WORK INSTRUCTIONS ->
A – Write out the passage from the forum post about Meson generators below, from "In the MWE I" up to and including "default_options : ['warning_level=3'])".
B – Return each line of the records below that contains the string "hazy". Case counts.

EXCERPT TO READ ->
-- begin --
I had two proposal that are different:

bjfiedler commented 4 years ago

I think I would profit from a custom_target_generator. Additionally, I'd love to see two points for this new kind of generators:

My meson files contain a lot of sections with a specific pattern. I have compressed it here to a MWE. It basically should process some source files with a custom program (in this case cp) generating some intermediate files and then process the intermediate files again with a custom program (in this case sed) to generate the end result (v_targets). In my real use case cp is a clang -emit-llvm and the sed a transpiler (configurable to different variants) that works on the IR code. After that another set of working steps comes: Compile and link the IR code to executables in different architectures and run statistics.

In the MWE I first write the solution with custom_targets (which works, but results in a lot of copy-pasted code) and after that the solution with generators that would be desirable but not possible at the moment.

project('testproj', 'c',
  version : '0.1',
  default_options : ['warning_level=3'])

#### global configurations (done at the main meson file)
## just some dummy data for MWE
flags_x = ['--expression=s/^/x/']
flags_y = ['--expression=s/a/a__y/']
flags_z = ['--expression=s/b/b_z_z_b/']

cp = find_program('cp')
my_generator_cmd = [cp, '@INPUT@', '@OUTPUT@']
my_generatorflags = []

sed = find_program('sed')
other_generator = [sed, '@INPUT@']

## define some generator as generic recipes to invoke cp and sed
## Later, they are specialized with extra flags.

my_generator_gen = generator(cp,
                             arguments:['@INPUT@', '@OUTPUT@']
                                       + my_generatorflags,
                             depfile: '@PLAINNAME@.dep',
                             output: '@PLAINNAME@',
                            )
-- end --
PROVIDED INFORMATION ->
-- begin --
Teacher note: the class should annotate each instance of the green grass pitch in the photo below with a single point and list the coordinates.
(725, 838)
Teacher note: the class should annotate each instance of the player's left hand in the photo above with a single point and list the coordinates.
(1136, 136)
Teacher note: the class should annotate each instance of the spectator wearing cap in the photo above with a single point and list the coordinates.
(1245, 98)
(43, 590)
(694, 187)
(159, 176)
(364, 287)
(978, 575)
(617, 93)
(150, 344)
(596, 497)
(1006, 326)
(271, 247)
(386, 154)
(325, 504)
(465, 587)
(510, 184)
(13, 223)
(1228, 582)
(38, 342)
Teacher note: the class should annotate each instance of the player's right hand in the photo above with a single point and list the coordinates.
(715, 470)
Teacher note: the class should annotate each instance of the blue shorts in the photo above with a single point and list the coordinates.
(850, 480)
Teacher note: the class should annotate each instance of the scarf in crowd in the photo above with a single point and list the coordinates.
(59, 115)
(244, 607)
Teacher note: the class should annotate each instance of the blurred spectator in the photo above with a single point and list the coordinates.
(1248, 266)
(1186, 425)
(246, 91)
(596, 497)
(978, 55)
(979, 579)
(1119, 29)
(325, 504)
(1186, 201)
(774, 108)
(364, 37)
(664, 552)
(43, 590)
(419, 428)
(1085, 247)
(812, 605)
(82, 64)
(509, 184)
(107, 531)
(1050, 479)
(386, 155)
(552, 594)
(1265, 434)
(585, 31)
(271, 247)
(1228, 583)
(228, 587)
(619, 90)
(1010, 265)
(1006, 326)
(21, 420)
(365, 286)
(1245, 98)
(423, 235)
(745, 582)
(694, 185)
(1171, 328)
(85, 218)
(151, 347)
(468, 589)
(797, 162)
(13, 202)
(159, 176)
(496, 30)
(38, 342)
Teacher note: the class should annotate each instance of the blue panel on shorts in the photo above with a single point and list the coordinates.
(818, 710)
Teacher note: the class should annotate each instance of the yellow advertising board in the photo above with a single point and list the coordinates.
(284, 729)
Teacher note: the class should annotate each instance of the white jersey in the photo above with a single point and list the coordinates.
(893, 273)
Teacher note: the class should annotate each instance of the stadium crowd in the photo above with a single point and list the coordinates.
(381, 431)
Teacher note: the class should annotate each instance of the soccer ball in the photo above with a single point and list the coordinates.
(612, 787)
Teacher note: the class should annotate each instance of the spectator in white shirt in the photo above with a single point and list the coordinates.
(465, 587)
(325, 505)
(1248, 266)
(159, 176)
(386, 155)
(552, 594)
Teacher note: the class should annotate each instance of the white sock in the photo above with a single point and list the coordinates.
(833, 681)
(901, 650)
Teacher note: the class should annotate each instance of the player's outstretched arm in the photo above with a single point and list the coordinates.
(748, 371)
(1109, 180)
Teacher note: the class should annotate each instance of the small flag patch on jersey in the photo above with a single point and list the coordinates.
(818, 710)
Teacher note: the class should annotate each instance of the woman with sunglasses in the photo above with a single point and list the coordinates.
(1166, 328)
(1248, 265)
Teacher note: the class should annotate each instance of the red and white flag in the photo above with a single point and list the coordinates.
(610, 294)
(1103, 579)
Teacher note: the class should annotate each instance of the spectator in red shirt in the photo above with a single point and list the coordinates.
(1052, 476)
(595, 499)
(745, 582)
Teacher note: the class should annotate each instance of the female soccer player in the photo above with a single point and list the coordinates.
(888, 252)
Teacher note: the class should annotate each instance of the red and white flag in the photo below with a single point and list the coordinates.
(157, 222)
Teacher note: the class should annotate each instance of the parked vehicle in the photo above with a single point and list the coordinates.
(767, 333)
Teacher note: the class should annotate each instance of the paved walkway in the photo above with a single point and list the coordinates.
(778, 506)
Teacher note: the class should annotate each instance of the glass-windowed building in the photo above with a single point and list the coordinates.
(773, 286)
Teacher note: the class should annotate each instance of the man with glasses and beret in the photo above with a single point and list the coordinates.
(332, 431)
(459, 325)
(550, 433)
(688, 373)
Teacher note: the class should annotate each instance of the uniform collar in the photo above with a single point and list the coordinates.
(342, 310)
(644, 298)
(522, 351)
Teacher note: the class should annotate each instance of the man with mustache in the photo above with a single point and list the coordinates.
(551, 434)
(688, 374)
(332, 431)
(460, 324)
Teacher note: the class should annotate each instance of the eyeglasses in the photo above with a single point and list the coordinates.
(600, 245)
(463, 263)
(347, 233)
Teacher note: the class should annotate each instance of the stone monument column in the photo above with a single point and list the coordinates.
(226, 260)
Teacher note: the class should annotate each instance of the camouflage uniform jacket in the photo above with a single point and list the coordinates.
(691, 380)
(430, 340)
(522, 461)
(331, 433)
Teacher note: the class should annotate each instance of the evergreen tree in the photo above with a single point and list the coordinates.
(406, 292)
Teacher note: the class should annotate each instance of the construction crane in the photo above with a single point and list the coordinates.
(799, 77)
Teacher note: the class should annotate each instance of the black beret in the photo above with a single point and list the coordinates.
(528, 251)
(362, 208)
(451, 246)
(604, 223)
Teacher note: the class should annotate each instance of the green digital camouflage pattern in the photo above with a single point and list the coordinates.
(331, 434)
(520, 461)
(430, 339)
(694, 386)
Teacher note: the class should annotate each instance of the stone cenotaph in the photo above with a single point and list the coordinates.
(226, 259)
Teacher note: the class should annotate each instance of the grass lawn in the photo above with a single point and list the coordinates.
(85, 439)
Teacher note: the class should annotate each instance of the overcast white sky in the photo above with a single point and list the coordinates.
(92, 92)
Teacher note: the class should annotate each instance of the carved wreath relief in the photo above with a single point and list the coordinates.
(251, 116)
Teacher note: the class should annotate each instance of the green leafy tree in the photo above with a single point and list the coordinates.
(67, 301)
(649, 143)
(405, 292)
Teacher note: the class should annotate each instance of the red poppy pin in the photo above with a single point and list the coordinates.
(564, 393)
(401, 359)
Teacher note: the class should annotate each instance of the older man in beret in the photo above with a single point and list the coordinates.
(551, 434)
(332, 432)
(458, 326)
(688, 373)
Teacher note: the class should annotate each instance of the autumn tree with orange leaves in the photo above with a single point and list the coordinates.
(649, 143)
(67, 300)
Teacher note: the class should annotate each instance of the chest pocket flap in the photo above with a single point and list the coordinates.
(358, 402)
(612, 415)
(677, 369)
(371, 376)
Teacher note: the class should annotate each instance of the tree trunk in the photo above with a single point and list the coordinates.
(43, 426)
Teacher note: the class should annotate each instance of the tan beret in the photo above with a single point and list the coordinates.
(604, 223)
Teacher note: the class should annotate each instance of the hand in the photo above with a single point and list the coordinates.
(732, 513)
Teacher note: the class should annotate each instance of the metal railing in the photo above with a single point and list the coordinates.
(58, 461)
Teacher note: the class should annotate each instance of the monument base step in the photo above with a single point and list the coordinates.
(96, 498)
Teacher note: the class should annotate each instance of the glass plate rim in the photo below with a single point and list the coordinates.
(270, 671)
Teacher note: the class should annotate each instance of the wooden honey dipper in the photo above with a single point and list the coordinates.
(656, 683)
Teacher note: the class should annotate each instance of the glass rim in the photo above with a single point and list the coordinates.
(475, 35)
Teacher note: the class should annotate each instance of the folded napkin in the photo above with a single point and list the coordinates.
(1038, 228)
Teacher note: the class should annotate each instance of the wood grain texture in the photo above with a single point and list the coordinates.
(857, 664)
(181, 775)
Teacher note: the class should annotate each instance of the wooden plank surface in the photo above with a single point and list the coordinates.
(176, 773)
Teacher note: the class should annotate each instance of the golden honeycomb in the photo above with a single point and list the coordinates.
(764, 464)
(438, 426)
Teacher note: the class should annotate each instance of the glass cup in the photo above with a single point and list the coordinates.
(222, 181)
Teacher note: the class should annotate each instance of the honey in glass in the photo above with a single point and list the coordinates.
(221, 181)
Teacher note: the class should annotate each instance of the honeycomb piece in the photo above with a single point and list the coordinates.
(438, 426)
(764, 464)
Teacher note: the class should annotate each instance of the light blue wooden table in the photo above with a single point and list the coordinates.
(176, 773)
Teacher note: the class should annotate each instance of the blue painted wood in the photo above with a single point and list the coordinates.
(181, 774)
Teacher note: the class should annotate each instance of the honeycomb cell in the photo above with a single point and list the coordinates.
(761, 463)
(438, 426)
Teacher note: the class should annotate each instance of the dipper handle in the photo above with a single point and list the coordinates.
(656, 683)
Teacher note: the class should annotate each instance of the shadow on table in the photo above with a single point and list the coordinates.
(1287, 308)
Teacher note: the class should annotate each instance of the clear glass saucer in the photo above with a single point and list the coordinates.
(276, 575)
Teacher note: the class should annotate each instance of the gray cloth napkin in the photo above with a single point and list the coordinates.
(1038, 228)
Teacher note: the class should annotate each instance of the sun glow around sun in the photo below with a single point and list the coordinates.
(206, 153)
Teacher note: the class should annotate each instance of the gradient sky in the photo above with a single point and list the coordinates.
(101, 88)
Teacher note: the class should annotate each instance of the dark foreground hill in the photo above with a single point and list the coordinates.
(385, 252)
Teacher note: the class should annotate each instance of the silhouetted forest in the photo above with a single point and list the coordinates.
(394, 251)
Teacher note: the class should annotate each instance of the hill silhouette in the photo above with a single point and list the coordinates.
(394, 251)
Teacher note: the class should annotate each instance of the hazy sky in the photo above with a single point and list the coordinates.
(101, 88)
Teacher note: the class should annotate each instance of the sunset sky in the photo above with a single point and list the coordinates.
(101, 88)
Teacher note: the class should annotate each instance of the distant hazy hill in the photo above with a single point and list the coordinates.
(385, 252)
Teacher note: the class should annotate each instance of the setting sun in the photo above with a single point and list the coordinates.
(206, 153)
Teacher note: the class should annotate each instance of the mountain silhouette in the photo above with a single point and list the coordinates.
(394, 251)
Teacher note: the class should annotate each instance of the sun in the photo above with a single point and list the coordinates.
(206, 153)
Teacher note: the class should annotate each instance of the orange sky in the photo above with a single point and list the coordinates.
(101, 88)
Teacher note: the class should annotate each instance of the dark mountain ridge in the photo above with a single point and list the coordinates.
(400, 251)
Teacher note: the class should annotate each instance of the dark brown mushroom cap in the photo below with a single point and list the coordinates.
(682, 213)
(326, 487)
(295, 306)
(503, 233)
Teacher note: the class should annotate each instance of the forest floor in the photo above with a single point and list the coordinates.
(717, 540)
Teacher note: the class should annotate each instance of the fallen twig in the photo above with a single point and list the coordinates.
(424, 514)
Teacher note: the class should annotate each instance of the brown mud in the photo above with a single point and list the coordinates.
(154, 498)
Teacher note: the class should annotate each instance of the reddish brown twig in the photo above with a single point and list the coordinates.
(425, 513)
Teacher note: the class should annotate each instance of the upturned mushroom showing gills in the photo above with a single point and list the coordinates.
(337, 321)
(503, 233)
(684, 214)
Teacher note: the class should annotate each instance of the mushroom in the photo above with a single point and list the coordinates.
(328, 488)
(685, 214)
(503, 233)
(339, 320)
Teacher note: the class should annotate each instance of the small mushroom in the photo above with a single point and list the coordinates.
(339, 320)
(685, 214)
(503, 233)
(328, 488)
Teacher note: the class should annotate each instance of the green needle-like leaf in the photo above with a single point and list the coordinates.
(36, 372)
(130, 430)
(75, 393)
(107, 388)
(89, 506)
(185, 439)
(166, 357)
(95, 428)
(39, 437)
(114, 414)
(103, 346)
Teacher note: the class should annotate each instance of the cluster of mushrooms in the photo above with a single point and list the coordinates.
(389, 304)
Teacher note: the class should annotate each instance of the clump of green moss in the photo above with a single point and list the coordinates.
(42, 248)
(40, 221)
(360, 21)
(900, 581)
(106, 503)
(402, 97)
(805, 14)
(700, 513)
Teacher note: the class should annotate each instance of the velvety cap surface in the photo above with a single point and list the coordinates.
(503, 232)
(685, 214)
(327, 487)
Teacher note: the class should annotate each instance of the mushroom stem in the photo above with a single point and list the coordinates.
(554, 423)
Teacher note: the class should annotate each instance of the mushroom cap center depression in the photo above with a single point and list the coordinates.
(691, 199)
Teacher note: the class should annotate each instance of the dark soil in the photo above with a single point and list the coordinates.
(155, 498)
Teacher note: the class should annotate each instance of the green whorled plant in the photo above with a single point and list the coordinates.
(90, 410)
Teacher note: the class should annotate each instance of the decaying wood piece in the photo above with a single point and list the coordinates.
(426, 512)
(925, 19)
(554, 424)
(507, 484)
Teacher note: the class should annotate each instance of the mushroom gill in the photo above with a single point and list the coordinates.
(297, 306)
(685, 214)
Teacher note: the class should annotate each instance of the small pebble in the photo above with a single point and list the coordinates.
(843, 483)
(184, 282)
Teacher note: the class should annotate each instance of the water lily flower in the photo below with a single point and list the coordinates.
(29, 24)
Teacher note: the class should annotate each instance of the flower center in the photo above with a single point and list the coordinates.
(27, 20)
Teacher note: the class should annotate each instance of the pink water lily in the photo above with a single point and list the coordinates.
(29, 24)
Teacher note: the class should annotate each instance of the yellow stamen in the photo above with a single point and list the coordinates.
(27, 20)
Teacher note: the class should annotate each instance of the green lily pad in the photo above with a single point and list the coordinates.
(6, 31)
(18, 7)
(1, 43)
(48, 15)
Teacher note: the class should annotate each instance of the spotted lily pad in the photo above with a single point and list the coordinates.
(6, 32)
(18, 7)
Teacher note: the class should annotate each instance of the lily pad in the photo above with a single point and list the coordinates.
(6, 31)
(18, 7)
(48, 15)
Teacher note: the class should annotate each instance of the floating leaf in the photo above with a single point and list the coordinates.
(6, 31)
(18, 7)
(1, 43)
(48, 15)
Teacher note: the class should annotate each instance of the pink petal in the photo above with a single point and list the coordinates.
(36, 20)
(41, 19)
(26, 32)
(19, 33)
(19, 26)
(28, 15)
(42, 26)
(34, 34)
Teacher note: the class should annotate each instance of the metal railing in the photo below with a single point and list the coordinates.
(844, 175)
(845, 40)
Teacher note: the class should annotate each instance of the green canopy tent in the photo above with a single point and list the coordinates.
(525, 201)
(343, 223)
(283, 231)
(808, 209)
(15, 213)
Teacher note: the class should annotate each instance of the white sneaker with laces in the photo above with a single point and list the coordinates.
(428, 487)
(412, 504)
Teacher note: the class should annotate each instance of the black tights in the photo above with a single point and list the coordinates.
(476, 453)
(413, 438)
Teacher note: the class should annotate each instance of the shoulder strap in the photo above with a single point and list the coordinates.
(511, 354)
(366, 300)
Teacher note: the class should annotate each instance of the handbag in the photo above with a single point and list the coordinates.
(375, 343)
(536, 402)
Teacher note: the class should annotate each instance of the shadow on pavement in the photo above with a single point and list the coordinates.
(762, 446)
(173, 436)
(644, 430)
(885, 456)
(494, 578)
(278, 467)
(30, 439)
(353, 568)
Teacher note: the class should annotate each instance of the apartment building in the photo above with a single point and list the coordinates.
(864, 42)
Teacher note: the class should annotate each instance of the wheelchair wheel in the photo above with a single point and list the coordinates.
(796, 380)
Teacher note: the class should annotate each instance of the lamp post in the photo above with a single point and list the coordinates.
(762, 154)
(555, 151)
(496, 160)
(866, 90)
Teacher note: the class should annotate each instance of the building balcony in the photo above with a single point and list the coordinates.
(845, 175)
-- end --
FULL SOLUTIONS ->
A –
In the MWE I first write the solution with custom_targets (which works, but results in a lot of copy-pasted code) and after that the solution with generators that would be desirable but not possible at the moment.

project('testproj', 'c',
  version : '0.1',
  default_options : ['warning_level=3'])

B –
Teacher note: the class should annotate each instance of the hazy sky in the photo above with a single point and list the coordinates.
Teacher note: the class should annotate each instance of the distant hazy hill in the photo above with a single point and list the coordinates.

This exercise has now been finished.